Work instructions
Pull out every line of the data below that contains the word "Could" and copy each one. Letter case must match.

* Start Data shown *

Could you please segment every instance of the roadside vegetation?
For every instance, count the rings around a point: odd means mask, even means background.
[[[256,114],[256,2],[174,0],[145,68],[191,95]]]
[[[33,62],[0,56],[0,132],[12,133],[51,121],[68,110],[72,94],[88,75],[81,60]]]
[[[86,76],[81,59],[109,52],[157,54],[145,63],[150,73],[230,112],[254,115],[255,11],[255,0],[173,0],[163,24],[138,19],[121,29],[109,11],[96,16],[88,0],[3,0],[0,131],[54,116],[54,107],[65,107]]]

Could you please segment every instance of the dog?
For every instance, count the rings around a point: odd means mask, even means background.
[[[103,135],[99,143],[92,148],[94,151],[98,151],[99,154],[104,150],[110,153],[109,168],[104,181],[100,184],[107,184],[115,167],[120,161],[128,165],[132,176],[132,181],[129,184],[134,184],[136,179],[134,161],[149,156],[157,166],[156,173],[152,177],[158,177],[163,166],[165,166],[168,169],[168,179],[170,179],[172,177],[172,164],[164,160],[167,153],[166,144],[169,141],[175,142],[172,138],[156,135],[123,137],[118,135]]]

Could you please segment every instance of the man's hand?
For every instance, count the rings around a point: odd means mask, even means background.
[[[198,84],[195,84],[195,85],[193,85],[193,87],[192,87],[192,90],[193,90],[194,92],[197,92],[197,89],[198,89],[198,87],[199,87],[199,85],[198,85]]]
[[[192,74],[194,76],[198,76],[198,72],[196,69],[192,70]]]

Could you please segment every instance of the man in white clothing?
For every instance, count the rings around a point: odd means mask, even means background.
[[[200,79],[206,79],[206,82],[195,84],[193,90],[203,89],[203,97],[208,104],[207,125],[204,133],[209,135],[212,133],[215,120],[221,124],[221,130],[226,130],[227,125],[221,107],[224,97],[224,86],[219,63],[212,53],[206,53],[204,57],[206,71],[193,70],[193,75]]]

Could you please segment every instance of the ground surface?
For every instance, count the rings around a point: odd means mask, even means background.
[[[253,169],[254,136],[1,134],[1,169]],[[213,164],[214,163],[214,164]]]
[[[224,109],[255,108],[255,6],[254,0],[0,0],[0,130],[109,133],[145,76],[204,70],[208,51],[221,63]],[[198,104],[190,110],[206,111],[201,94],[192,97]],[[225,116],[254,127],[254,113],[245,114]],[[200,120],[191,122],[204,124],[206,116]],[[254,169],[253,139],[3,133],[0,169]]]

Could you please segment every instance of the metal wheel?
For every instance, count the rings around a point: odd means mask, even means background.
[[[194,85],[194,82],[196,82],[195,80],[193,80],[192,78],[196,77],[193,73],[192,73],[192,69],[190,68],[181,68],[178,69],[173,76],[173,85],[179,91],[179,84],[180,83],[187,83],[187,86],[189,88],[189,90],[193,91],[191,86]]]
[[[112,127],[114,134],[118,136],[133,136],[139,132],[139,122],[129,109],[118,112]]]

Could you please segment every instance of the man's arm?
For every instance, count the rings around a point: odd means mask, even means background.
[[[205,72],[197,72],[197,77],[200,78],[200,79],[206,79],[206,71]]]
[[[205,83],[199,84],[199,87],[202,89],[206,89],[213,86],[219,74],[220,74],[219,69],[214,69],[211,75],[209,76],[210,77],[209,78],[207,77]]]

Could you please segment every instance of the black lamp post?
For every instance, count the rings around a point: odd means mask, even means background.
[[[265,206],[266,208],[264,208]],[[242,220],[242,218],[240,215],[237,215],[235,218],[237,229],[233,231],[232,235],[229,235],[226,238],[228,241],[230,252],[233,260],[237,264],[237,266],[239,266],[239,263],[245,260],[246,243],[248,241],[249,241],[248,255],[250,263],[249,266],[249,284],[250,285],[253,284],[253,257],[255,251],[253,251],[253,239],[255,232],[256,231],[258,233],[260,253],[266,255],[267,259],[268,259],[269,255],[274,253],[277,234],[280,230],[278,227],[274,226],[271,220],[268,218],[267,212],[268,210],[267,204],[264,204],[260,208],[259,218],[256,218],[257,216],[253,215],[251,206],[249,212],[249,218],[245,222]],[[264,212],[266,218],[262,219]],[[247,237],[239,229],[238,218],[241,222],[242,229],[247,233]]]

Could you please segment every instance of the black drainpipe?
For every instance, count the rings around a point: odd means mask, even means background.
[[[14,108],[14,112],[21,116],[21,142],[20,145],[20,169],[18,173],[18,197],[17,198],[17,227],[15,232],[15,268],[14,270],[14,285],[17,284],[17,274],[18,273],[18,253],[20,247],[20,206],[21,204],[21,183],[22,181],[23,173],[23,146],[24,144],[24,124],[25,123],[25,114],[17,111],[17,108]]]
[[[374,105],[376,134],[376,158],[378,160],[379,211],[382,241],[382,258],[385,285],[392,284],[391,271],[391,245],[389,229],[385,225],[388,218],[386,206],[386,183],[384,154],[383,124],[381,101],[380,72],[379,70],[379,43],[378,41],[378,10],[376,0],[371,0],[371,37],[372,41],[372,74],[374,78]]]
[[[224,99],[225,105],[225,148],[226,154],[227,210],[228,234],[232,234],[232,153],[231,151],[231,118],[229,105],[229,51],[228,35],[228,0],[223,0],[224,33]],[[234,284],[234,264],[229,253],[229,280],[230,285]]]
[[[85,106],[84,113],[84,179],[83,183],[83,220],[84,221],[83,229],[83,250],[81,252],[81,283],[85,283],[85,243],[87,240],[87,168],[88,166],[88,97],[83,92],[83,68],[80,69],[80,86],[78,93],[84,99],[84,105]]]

* End Data shown *

Worked answer
Could you please segment every instance of the roadside vegetation?
Could you please segment every instance of the dog?
Could you please segment every instance of the man's hand?
Could you please segment every instance of the man in white clothing?
Could you please segment every instance of the ground surface?
Could you please segment every instance of the metal wheel?
Could you please segment every instance of the man's arm?
Could you please segment every instance of the black lamp post?
Could you please segment every instance of the black drainpipe?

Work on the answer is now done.